> **To be done**
Can you write out each of the following records again, line for line, without changing anything?

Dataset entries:
↓
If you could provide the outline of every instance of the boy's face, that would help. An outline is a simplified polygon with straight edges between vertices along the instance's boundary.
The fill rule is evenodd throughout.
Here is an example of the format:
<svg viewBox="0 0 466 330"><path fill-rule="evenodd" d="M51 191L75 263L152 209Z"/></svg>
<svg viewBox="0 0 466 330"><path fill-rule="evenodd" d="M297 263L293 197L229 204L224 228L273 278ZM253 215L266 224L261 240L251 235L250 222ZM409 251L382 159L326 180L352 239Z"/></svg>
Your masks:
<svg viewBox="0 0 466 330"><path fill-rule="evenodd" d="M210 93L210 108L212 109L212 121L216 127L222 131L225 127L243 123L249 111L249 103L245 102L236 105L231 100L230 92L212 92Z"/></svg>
↑
> **Response below**
If you could provide the outline of every instance of the boy's face, that would help. An outline is a simplified polygon with straight edges between vertices along the instance's boundary.
The fill rule is evenodd throughout.
Here is an example of the format:
<svg viewBox="0 0 466 330"><path fill-rule="evenodd" d="M51 191L75 263L152 209Z"/></svg>
<svg viewBox="0 0 466 330"><path fill-rule="evenodd" d="M297 263L293 197L229 204L224 228L273 278ZM253 215L266 224L261 240L251 235L250 222ZM409 251L382 159L326 180L352 239Z"/></svg>
Your masks:
<svg viewBox="0 0 466 330"><path fill-rule="evenodd" d="M210 93L210 108L212 109L212 121L216 127L222 131L225 127L243 123L249 111L249 103L245 102L236 105L231 100L230 92L212 92Z"/></svg>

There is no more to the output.